── SEITENAUSZUG

Der Zeitpunkt des Einbaus des Materials wird im gesamten Gutachten nicht hinreichend präzisiert, muss nach den getroffenen Angaben aber vollständig zwischen dem 02.07.2003 (offizieller Beginn) und dem 06.11.2006 (bereits Lastplattenversuche) erfolgt sein. Eine genauere Chronologie nach Fraktionen wäre allenfalls anhand der Beprobungsdaten vorzunehmen: Da die Beprobung des in der oberen Schicht zum Einsatz kommenden Recycling- und Aushubmaterials ab Mai 2006 (als Haufen bzw. v-Material in situ) erfolgte, ist zu folgern, dass der Einbau desselben erst danach erfolgte. Das in der unteren Schicht zum Einsatz kommende Aushubmaterial (mengenmäßig über 2/3 des gesamthaft eingesetzten Materials) wurde hingegen schon im Jänner 2005 beprobt; eine weitere Präzisierung des Ablaufs ist nicht möglich.

Ob die Verwendung von Recyclingmaterial (ca. 30.000 t; neben ca. 7.500 t kiesförmigem Aushubmaterial Herkunft v) in der obersten Schicht bautechnisch unbedingt notwendig war, geht aus dem Gutachten nicht hervor.

Probenahmen und Analysen scheinen repräsentativ. Das eingesetzte Recyclingmaterial (Beton, Ziegelbruch, Sand) hält durchwegs die Qualitätsklasse A des Bundesabfallwirtschaftsplans (und der ÖBRV-Richtlinie) ein. Der v-Kies wurde mittels Gesamtbeurteilung auf die Grenzwerte der Bodenaushubdeponie hin untersucht, er hält aber offenbar auch die Qualitätsklasse A+ des Bundesabfallwirtschaftsplans ein. Dem Hauptanteil, ca. 82.500 t Aushub aus dem Bereich Autobahn, L, wurde in zwei Gutachten (beide görtler) ebenfalls Bodenaushubqualität bescheinigt, allerdings fehlen die hierfür relevanten Eluatuntersuchungen vollständig, wobei unklar ist ob es sich ev. nur um einen Formularfehler handelt, da auch die entsprechenden Grenzwerte fehlen.

Eine Beantwortung der do. gestellten Fragen ist zum gegenwärtigen Zeitpunkt aus Sicht des Sachbearbeiters unmöglich. Zu klären wären

1. die Notwendigkeit der Verwendung von Recyclingmaterial (Baurestmassen) beim ggst. Bauvorhaben,

  1. 2. die exakte Chronologie des Einbaus nach Fraktionen und
  2. 3. die tatsächliche chemische Qualität der Hauptfraktion hinsichtlich der Eluatgehalte.

────

[AUFGABEN]
- 1) Prüfe, ob die folgenden Aussagen zum Seitenauszug passen. Antworte bei jeder mit Ja oder Nein und zitiere wörtlich die Worte des Auszugs, die den Ausschlag geben.
(a) Das Aushubmaterial der unteren Schicht wurde im Jänner 2005 beprobt.
(b) Das Gutachten erklärt, warum Recyclingmaterial in der obersten Schicht bautechnisch notwendig war.
(c) Für die ca. 82.500 t Aushub aus dem Bereich Autobahn liegen vollständige Eluatuntersuchungen vor.
- 2) Schreib aus dem Seitenauszug den Teil ab, der mit den Worten „Eine Beantwortung der“ beginnt und mit „hinsichtlich der Eluatgehalte.“ endet. Tausch dabei „Sachbearbeiters“ gegen „Gutachters“ aus.

── ERFASSTE ANGABEN

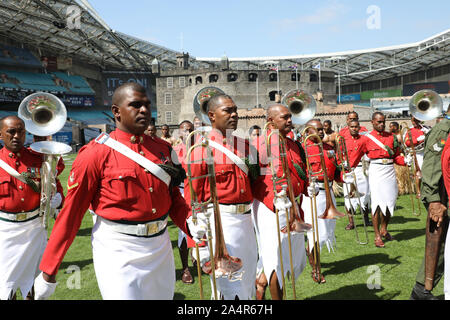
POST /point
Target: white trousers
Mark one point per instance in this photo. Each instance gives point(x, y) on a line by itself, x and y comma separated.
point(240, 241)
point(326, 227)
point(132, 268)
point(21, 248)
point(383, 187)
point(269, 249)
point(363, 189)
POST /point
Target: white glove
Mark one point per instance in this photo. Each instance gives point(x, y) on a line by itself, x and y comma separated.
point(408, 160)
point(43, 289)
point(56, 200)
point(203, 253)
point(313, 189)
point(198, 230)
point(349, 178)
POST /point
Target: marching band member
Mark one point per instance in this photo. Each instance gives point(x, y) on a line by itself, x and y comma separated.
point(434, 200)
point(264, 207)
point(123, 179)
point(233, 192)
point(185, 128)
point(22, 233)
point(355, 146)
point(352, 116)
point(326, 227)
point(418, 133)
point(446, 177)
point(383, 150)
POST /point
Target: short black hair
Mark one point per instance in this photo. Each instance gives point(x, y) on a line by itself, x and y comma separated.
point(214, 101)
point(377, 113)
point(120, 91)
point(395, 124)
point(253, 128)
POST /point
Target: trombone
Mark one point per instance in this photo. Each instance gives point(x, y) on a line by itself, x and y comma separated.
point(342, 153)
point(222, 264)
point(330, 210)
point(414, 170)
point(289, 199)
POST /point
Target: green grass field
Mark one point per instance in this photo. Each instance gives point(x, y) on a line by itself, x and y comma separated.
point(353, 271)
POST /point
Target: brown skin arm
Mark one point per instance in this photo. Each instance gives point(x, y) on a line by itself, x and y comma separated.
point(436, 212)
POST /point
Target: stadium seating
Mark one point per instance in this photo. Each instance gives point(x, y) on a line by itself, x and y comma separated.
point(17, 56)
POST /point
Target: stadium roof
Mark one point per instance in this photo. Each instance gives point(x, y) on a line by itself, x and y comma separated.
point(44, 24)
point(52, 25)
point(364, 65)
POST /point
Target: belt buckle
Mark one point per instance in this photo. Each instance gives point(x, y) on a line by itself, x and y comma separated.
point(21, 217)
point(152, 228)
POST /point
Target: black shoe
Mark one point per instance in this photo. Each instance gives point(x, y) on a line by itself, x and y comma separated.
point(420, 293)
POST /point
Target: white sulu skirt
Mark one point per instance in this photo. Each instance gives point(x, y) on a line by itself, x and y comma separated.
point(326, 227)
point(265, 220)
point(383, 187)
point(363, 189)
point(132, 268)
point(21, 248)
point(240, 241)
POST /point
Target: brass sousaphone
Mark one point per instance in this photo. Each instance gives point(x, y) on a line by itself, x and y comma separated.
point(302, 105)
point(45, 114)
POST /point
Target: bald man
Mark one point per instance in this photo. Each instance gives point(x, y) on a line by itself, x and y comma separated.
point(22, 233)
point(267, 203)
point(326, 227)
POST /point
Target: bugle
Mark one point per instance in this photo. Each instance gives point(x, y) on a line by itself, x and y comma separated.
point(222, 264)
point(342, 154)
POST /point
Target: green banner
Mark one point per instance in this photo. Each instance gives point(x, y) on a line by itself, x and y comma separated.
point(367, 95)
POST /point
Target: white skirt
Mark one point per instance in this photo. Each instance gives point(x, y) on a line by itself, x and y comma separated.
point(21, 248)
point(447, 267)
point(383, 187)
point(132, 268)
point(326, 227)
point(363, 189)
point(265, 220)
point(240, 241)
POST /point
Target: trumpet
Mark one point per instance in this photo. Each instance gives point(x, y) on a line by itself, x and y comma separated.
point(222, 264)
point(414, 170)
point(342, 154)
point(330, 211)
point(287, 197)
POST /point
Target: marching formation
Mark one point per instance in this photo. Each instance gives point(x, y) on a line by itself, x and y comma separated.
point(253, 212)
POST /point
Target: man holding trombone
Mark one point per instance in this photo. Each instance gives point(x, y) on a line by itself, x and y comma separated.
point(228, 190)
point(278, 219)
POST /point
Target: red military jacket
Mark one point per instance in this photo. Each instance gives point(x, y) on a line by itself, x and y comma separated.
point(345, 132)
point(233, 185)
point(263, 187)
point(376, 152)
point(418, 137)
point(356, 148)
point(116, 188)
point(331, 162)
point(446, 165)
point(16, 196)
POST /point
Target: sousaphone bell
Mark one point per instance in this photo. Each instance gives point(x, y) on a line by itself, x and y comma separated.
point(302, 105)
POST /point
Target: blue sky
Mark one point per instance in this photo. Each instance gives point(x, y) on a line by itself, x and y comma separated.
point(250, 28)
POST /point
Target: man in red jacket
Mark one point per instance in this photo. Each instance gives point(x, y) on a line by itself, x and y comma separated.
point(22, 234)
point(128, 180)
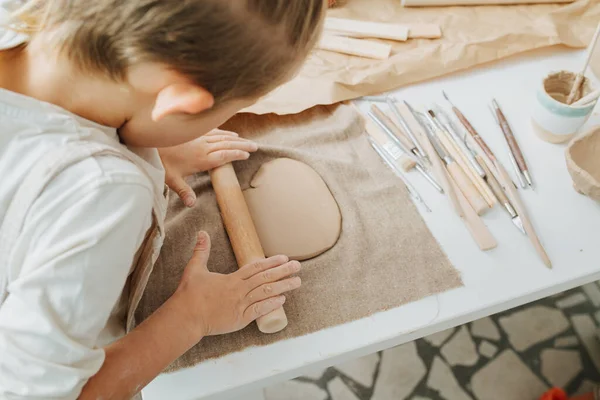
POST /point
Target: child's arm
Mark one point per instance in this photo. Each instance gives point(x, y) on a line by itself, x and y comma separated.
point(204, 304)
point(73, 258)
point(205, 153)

────

[ERGEBNISSE]
- 1)
(a) Ja: „wurde hingegen schon im Jänner 2005 beprobt“
(b) Nein: „geht aus dem Gutachten nicht hervor“
(c) Nein: „allerdings fehlen die hierfür relevanten Eluatuntersuchungen vollständig“

- 2)
Eine Beantwortung der do. gestellten Fragen ist zum gegenwärtigen Zeitpunkt aus Sicht des Gutachters unmöglich. Zu klären wären

1. die Notwendigkeit der Verwendung von Recyclingmaterial (Baurestmassen) beim ggst. Bauvorhaben,

  1. 2. die exakte Chronologie des Einbaus nach Fraktionen und
  2. 3. die tatsächliche chemische Qualität der Hauptfraktion hinsichtlich der Eluatgehalte.